The problem => Within the records that follow, restate exactly the lines from the line with "Draw the outline of every instance of the vase" down to the line with "Draw the outline of every instance of the brown", including both. Omit the pictures.

Entries provided =>

———

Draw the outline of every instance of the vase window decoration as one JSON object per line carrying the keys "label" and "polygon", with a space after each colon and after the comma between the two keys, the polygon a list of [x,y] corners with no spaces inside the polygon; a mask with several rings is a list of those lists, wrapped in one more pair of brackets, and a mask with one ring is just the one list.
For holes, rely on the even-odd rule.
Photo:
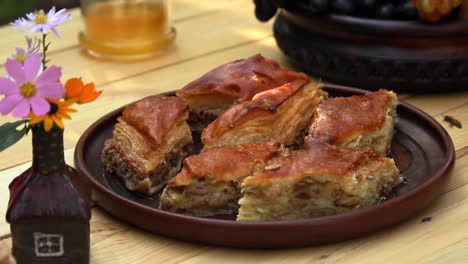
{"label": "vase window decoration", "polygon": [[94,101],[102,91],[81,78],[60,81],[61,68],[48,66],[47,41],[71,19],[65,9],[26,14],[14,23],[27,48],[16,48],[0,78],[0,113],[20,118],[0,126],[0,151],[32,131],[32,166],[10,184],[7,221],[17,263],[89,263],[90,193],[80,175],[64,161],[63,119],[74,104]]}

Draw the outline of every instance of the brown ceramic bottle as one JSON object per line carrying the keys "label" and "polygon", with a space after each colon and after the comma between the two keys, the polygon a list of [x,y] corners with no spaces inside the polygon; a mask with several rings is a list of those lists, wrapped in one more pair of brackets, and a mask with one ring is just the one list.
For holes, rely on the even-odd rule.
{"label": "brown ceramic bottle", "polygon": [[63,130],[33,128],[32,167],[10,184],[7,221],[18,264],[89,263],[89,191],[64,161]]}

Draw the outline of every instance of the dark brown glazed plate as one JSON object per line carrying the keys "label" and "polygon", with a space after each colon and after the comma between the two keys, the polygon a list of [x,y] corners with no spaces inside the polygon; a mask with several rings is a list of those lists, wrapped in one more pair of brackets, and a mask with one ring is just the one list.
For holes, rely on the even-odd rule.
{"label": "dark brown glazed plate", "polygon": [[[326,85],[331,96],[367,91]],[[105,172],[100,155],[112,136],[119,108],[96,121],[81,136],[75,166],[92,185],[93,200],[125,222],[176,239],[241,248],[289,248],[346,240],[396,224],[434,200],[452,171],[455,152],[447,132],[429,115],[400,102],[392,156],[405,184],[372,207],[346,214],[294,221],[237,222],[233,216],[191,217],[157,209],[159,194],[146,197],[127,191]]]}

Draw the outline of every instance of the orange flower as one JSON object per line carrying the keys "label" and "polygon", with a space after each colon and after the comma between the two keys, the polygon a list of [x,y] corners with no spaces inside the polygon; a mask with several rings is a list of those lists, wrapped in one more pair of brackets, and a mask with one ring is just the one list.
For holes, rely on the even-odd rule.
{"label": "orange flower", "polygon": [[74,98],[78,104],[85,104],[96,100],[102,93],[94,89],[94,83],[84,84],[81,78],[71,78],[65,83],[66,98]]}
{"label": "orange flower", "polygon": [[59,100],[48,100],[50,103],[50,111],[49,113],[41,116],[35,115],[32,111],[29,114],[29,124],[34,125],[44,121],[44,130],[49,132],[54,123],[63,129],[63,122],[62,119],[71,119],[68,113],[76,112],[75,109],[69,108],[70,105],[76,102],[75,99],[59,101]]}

———

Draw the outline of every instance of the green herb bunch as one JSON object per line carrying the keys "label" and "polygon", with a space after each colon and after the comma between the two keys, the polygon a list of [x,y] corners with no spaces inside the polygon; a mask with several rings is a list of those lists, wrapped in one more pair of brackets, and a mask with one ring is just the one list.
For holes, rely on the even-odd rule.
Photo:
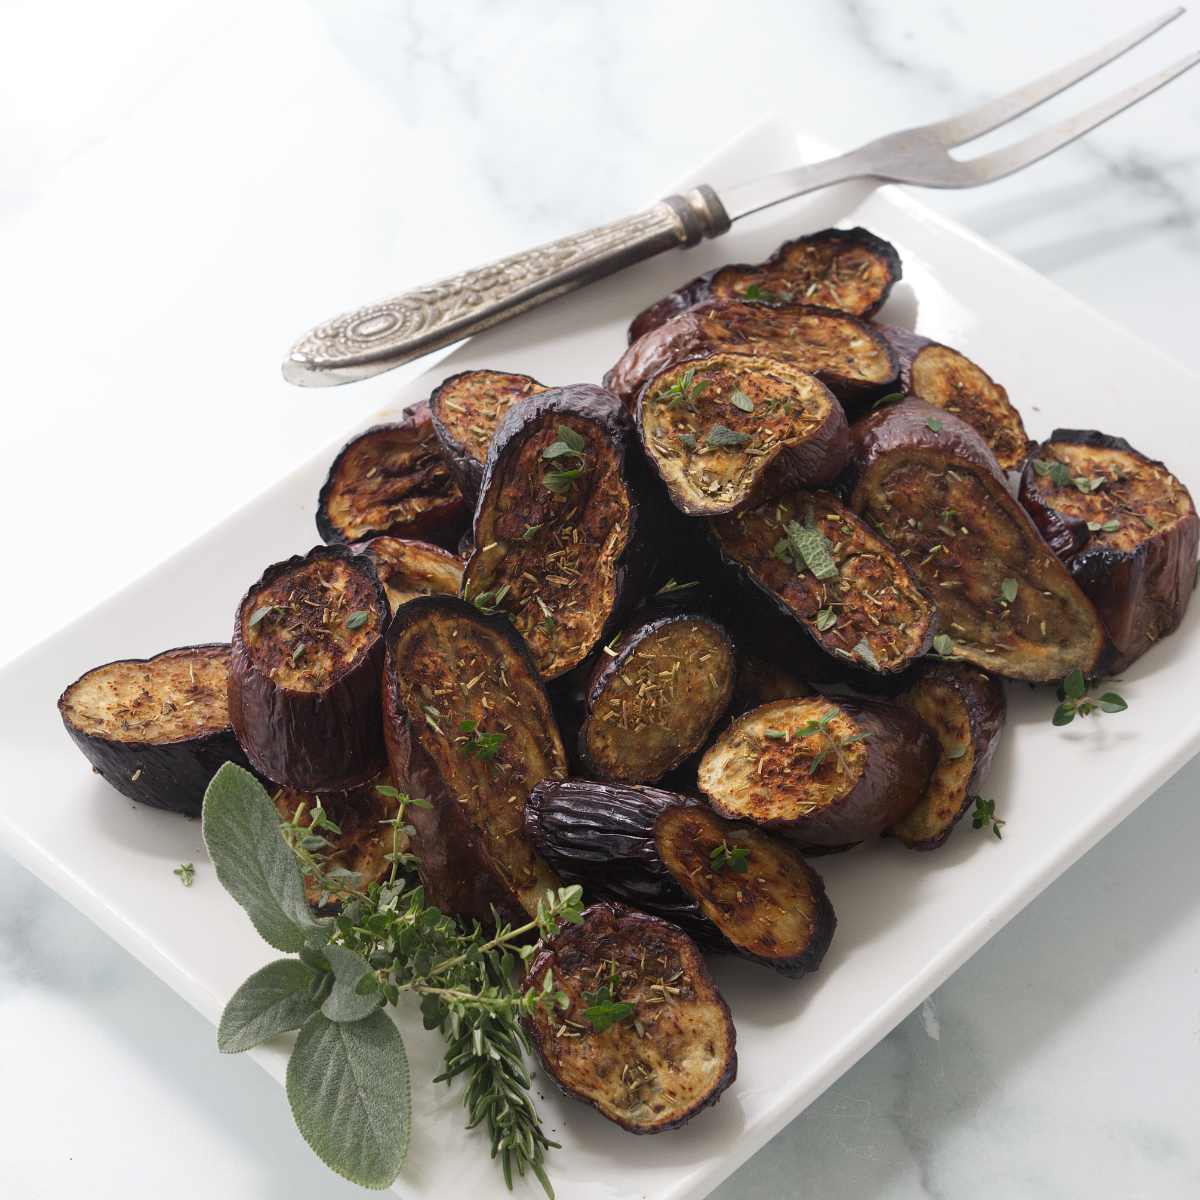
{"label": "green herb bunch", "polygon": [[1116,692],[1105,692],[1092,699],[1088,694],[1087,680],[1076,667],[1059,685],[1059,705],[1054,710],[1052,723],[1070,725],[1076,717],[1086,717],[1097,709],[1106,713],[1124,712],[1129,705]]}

———

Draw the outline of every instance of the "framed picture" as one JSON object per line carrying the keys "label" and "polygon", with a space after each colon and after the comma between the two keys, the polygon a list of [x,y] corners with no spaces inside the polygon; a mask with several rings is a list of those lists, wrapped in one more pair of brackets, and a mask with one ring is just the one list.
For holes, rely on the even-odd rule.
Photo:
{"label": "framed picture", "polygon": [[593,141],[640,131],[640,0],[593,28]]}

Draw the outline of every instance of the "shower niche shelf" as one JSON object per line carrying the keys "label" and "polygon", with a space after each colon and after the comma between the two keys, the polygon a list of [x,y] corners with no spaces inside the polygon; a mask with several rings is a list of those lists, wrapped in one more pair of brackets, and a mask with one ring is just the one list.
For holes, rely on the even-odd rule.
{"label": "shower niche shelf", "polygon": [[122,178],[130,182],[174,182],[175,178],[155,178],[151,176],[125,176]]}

———

Final answer =>
Draw the outline of every instance of the vase window decoration as one JSON object per line carrying the keys "label" and "polygon", with a space after each colon and after the comma between the two keys, the polygon a list of [x,y] corners with no spaces inside the polygon; a mask with several rings is a list of those lists, wrapped in one more pair of brackets, and a mask with one ring is just the one list.
For holes, rely on the even-odd rule.
Photo:
{"label": "vase window decoration", "polygon": [[94,101],[102,91],[81,78],[60,81],[61,68],[48,66],[47,41],[71,19],[65,9],[26,14],[14,23],[27,48],[16,48],[0,78],[0,113],[20,118],[0,126],[0,151],[32,131],[32,166],[10,184],[7,221],[17,263],[89,263],[90,193],[80,175],[64,161],[63,119],[74,104]]}

Draw the outline of every instance of the brown ceramic bottle as one JSON object per line carrying the keys "label" and "polygon", with a space after each colon and after the comma between the two keys, the polygon a list of [x,y] corners with no spaces inside the polygon; a mask with several rings is a list of those lists, wrapped in one more pair of brackets, and a mask with one ring is just the one list.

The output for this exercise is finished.